● Source extract
Monday, June 09, 2014

Chatting Idly

So, there I was, sitting comfortably in the sun, dog at my feet and snoozing, watching my horses munching away at the good grass that is coming through. A peaceful, sedate scene by anyone's standards. Unfortunately it never stays that way with me; Along came a spider.
Well, it wasn't a spider, not really, it was one of the horsey set, a friend.
So, she sits next to me and after a minute or two says, "Freddie!" because that is what she calls me. "Freddie! You haven't got a girlfriend, have you?"
I said, "No. I'm a bit gun-shy in that direction at the minute."
"Ooo," says she. "Why is that then?"
"Because," said I. "I had a bad experience recently."
"With a woman?" asks she, eruditely.
"No," says I. "With a duck."
"Alright," says she. "No need for sarcasm. When did you have the bad experience?"
"Nineteen Seventy Three."
Of course she thought that was hilarious and while she was laughing I took the opportunity to bugger off with the dog. Well, the conversation was treading on thin ice in my opinion.
Oh yes, never get into idle chats with single females, even pretty ones in the horsey set. Pretty soon you won't be able to claim your saddle as your own.

Sunday, June 01, 2014

More Protective by the Day

More protective by the day, that's what she is getting, downright territorial!
I have had the new flat just over a fortnight now and I am pleased to say that it is more or less all finished although I am still not actually living there, not yet. That's not what I am talking about, I am telling a shaggy dog story here, and if there was ever a shaggy dog, it's my dog Tara. She is a long-haired German shepherd, as ragged as a whore's knickers when the fleet is in town. Anyway, I take her with me everywhere I go and that includes the flat.
When I first took her there she wasn't all that keen, a new place and all that sort of thing; But now she is used to the place she wanders around as if she owns it, and in her eyes she probably does. At first when anyone came to the door she would stick her ears up, give a little bark and then look at me as though to ask for approval.
Not now.
Now she follows me everywhere. She lies at my feet when I am sitting on the sofa and if I get up to get the paper or something, she follows right on my heels. She won't let me out of her sight and even tries to come into the bathroom with me. AND! if someone knocks on the door she charges downstairs barking like a loonie, and let's have it right, being a big dog she's got a big bark. Got big teeth as well come to that. Still, I suppose she has to earn her corn somehow so she is becoming the world's silliest guard dog, she even chases flies! That's all well and good, but she's over six stones and clumsy with it, it's not funny sometimes. I have had to put all breakables where she can't knock em off or over and she is getting territorial, more protective by the day.

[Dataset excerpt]
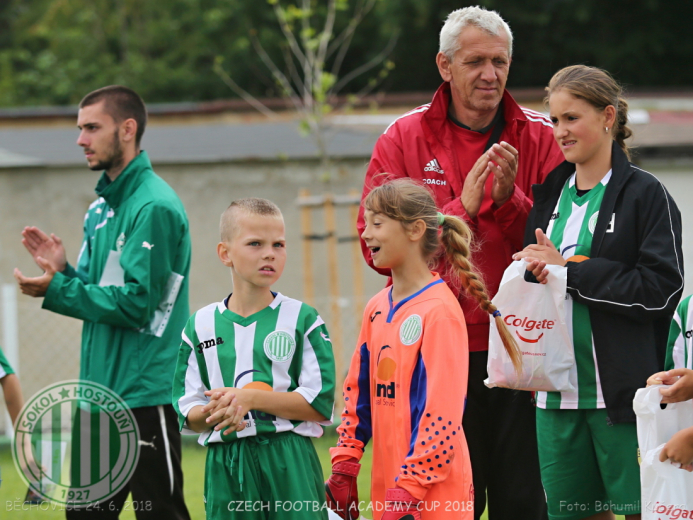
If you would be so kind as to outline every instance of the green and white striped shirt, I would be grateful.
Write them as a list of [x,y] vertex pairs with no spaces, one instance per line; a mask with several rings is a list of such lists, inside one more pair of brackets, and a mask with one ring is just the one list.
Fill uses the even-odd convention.
[[691,307],[690,302],[690,296],[681,300],[674,313],[674,318],[671,320],[664,370],[673,370],[674,368],[693,369],[693,345],[691,344],[693,307]]
[[[317,311],[298,300],[276,293],[274,301],[255,314],[242,317],[227,308],[227,300],[193,314],[183,331],[173,382],[173,405],[180,427],[197,405],[205,405],[206,390],[220,387],[298,392],[332,423],[335,367],[327,328]],[[290,421],[251,410],[246,428],[222,437],[208,430],[199,442],[228,442],[258,434],[293,430],[320,437],[320,424]]]
[[[582,197],[577,194],[575,175],[566,181],[546,230],[547,236],[566,260],[574,256],[589,257],[592,235],[606,185],[611,179],[611,170]],[[548,409],[605,408],[589,309],[566,294],[565,317],[575,348],[575,365],[571,368],[570,382],[576,391],[537,392],[537,406]]]

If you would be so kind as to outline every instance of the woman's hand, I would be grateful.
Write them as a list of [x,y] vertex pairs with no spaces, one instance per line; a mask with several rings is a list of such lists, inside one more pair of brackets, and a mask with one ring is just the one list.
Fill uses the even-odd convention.
[[525,247],[513,255],[513,260],[525,260],[527,270],[531,271],[539,283],[546,283],[549,275],[547,265],[565,266],[565,259],[553,245],[549,237],[539,228],[536,230],[537,243]]
[[[660,372],[655,376],[663,376],[662,384],[672,385],[669,388],[662,388],[662,403],[680,403],[693,399],[693,370],[688,368],[677,368],[668,372]],[[652,379],[654,376],[651,376]],[[648,379],[648,382],[650,381]]]

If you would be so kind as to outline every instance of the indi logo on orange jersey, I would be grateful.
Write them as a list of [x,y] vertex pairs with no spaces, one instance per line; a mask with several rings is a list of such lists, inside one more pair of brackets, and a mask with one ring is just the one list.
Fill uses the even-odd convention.
[[[395,382],[390,383],[378,383],[377,379],[381,381],[389,381],[395,375],[397,370],[397,363],[390,357],[382,357],[383,352],[388,349],[392,349],[390,345],[385,345],[380,349],[378,353],[378,360],[376,361],[376,377],[374,378],[376,397],[385,397],[387,399],[395,398]],[[387,353],[385,353],[387,355]]]

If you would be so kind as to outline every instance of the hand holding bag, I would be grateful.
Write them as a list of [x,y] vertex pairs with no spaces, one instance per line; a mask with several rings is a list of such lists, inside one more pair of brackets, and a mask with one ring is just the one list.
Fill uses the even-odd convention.
[[[575,391],[573,342],[565,322],[567,269],[549,265],[546,284],[525,281],[527,263],[518,260],[503,273],[493,304],[522,351],[518,377],[491,320],[486,386],[547,392]],[[573,376],[574,377],[574,376]]]

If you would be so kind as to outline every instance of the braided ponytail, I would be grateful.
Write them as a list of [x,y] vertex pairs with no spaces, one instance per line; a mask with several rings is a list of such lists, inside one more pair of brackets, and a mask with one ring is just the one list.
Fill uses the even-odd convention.
[[614,125],[614,139],[621,147],[630,160],[630,152],[626,139],[633,135],[633,131],[628,127],[628,102],[622,98],[618,98],[618,107],[616,111],[616,124]]
[[517,346],[503,318],[491,302],[481,276],[472,265],[471,243],[472,232],[462,219],[445,215],[443,233],[441,235],[445,257],[453,268],[453,274],[459,279],[462,287],[477,301],[482,310],[491,314],[496,320],[496,328],[500,334],[503,347],[512,361],[515,372],[522,373],[522,352]]

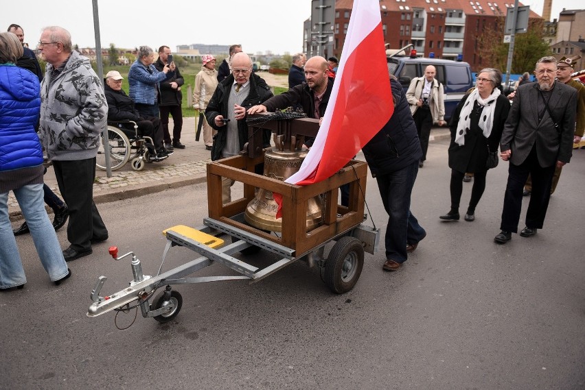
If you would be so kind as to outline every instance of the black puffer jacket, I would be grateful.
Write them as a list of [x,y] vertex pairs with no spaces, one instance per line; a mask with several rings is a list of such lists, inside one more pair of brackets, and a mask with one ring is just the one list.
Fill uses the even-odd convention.
[[416,125],[402,87],[393,78],[390,84],[394,113],[362,149],[374,178],[402,169],[422,157]]
[[[159,72],[163,71],[165,64],[159,58],[154,64],[154,67]],[[173,89],[170,86],[170,83],[175,82],[179,86],[185,84],[185,79],[181,75],[181,72],[179,71],[179,66],[174,69],[174,75],[172,77],[161,82],[161,95],[159,97],[159,106],[181,106],[181,102],[183,100],[183,93],[180,90]]]
[[[218,84],[211,99],[209,100],[209,103],[207,104],[207,108],[205,110],[205,118],[207,119],[207,123],[218,131],[218,134],[214,137],[214,146],[211,148],[211,160],[213,161],[221,158],[221,153],[223,148],[225,147],[227,138],[227,132],[226,131],[227,126],[218,127],[216,125],[216,117],[222,115],[224,118],[227,118],[227,101],[233,85],[233,75],[229,75],[227,78]],[[250,75],[250,93],[242,102],[242,106],[247,110],[253,106],[262,104],[272,97],[273,93],[270,90],[270,87],[264,79],[252,73]],[[245,119],[238,121],[238,132],[240,138],[240,150],[242,150],[244,145],[248,139],[248,125],[246,123]],[[268,142],[269,144],[270,134],[263,134],[262,136],[264,143],[266,144]]]

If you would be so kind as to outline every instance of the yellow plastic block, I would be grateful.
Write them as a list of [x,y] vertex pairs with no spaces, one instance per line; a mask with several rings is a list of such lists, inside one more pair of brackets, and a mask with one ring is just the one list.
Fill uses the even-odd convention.
[[163,235],[166,236],[167,232],[169,230],[172,230],[176,233],[185,236],[185,237],[188,237],[192,240],[200,243],[205,245],[207,245],[211,248],[220,247],[223,245],[224,242],[223,240],[218,239],[215,236],[211,236],[211,234],[204,233],[200,230],[190,228],[189,226],[185,226],[185,225],[177,225],[172,228],[165,229],[163,230]]

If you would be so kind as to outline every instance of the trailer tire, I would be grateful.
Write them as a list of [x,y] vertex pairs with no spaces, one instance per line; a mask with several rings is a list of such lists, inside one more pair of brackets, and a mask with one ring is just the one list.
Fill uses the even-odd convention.
[[325,283],[334,293],[343,294],[354,288],[364,265],[364,248],[354,237],[341,237],[335,243],[325,264]]
[[154,302],[154,310],[159,309],[163,306],[169,304],[169,301],[172,301],[173,304],[174,304],[174,308],[169,313],[165,313],[165,314],[161,314],[154,317],[154,319],[161,324],[168,322],[176,317],[179,312],[181,311],[181,308],[183,306],[183,297],[181,296],[179,291],[173,290],[171,291],[170,299],[168,300],[165,300],[164,293],[159,295],[159,297]]

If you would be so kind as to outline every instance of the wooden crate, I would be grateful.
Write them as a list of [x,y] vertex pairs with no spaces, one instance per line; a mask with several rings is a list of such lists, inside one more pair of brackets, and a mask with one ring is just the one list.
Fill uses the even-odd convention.
[[[310,186],[290,184],[255,173],[255,166],[262,162],[263,153],[255,158],[236,156],[207,164],[209,217],[292,249],[295,251],[295,256],[310,252],[363,221],[367,175],[366,162],[352,160],[339,173]],[[222,204],[222,177],[242,182],[243,197]],[[339,186],[345,184],[349,184],[348,207],[337,204]],[[280,237],[231,219],[245,211],[248,204],[254,198],[255,187],[282,195],[282,232]],[[325,194],[323,223],[307,232],[307,201],[319,194]]]

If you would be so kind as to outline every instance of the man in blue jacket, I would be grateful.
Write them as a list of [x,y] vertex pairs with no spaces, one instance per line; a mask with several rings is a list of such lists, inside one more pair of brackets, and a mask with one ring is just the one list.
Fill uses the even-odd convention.
[[394,113],[362,151],[371,175],[378,182],[386,228],[386,262],[382,268],[395,271],[414,251],[426,232],[411,212],[411,194],[418,173],[422,150],[416,125],[400,84],[391,77]]
[[159,83],[174,75],[174,64],[165,64],[159,71],[152,63],[154,52],[148,46],[138,48],[138,58],[130,66],[128,84],[130,97],[142,117],[159,117],[160,88]]

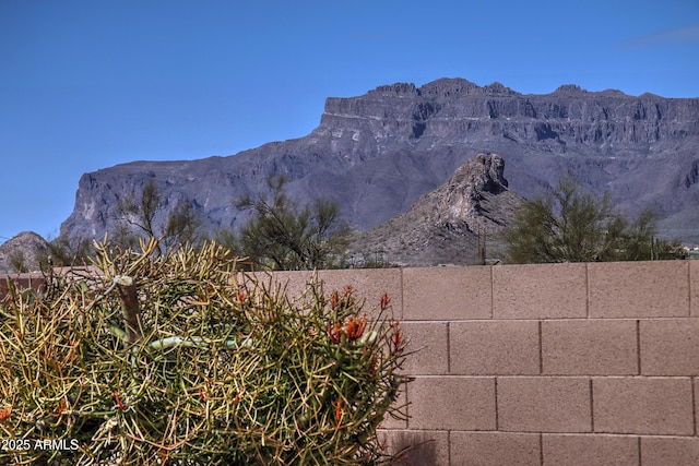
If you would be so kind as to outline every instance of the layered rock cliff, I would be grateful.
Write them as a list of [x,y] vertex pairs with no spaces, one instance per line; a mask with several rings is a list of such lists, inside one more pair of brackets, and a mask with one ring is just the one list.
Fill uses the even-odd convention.
[[350,223],[366,230],[406,211],[478,153],[500,154],[511,188],[524,196],[572,171],[592,189],[609,191],[624,212],[654,207],[668,236],[699,241],[688,220],[699,205],[699,99],[574,85],[525,95],[461,79],[328,98],[307,136],[237,155],[86,174],[61,234],[99,236],[112,228],[118,200],[150,178],[163,194],[161,218],[187,200],[211,229],[235,227],[244,216],[233,200],[263,190],[266,178],[280,174],[293,196],[334,199]]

● What the task requires
Carry on the blog entries about the horses and the dog Tara from the point where they stop.

● Output
Wednesday, May 28, 2014

I certainly Attract Them

Well, I certainly attract them, the lame, halt, lazy, weird and wonderful. I got myself a flat as a sort of interim measure to better things; Well, Joe is going to have a new bathroom, new kitchen, chimney breast removed and other major work done on the house. So the place will be a building site for a little while. I needed a place so I went and got one, as you do. Nice place, above a friend's shop, bathroom and kitchen are new and the bedroom is big, but nothing like as big as the sitting room which is enormous! It used to be two bedrooms but is now just one big room, you need opera glasses to watch the telly! So, I have done it all, painted, fully carpeted, the works. Nice furniture, all that, it only needed the curtains. However, the windows go with the rest of the place, massive, so I had to buy big curtains. Then I had to work out how to put them up, never having had to do such a thing before. So, I was talking about it to my brother and a pal and this strange female, (well known to my brother,) offered to have a look and tell me what I needed to do. Half an hour later a friend tells me that this woman is pissed out of her brains and running me down saying that I am after her.
Why is life full of the weirdos and cranks that it seems full off, and why do I attract them? And make no mistake about it, I certainly attract them!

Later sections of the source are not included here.